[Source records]
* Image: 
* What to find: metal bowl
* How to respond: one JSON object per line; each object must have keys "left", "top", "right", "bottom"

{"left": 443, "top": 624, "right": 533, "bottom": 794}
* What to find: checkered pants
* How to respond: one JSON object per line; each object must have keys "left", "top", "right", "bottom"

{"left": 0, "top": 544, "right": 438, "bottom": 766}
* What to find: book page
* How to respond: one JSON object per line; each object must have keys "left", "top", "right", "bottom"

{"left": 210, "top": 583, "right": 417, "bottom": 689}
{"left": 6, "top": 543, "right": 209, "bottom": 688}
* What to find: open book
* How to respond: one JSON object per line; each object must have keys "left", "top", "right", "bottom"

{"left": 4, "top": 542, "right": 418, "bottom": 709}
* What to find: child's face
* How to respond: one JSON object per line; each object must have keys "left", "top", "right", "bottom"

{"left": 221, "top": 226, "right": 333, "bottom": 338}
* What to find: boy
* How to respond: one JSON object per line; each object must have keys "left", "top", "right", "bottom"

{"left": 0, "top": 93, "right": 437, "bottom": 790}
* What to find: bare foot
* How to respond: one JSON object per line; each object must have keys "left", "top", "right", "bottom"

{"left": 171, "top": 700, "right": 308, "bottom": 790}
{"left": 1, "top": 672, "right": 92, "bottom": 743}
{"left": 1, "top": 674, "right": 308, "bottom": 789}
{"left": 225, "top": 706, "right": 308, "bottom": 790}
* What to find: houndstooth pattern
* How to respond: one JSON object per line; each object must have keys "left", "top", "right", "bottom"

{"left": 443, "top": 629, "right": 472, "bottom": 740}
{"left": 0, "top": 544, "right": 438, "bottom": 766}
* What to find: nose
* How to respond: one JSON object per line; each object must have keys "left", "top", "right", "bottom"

[Problem statement] Could you write out all the entries exactly as given?

[Exercise answer]
* Image: 
* What to find: metal bowl
* How to respond: one JSON object per line; each object must have keys "left", "top", "right", "bottom"

{"left": 443, "top": 624, "right": 533, "bottom": 794}
* What to find: checkered pants
* How to respond: one JSON object per line; each object must have keys "left", "top", "right", "bottom"

{"left": 0, "top": 544, "right": 438, "bottom": 766}
* What to find: book page
* How to respond: one JSON object per line; each object must have keys "left", "top", "right", "bottom"

{"left": 210, "top": 583, "right": 417, "bottom": 689}
{"left": 6, "top": 543, "right": 209, "bottom": 688}
* What to find: open book
* How to respond: one JSON object per line; each object must have keys "left", "top", "right", "bottom"

{"left": 4, "top": 542, "right": 418, "bottom": 709}
* What to find: child's face
* How to respond: one JSON object per line; each object must have keys "left", "top", "right", "bottom"

{"left": 221, "top": 226, "right": 333, "bottom": 338}
* What to find: boy
* How to respond: one JSON object per line; each object must have keys "left", "top", "right", "bottom"

{"left": 0, "top": 93, "right": 437, "bottom": 790}
* What to find: bare foot
* How to respond: one JSON object per line; each object must have keys "left", "top", "right", "bottom"

{"left": 171, "top": 700, "right": 308, "bottom": 790}
{"left": 1, "top": 672, "right": 92, "bottom": 743}
{"left": 1, "top": 674, "right": 308, "bottom": 789}
{"left": 225, "top": 706, "right": 308, "bottom": 790}
* What to find: houndstooth pattern
* How to respond: one JSON object per line; each object must have keys "left", "top", "right", "bottom"

{"left": 443, "top": 629, "right": 472, "bottom": 740}
{"left": 0, "top": 544, "right": 438, "bottom": 766}
* What to find: nose
* How to respond: one JSON object per line; each object must have keys "left", "top", "right", "bottom"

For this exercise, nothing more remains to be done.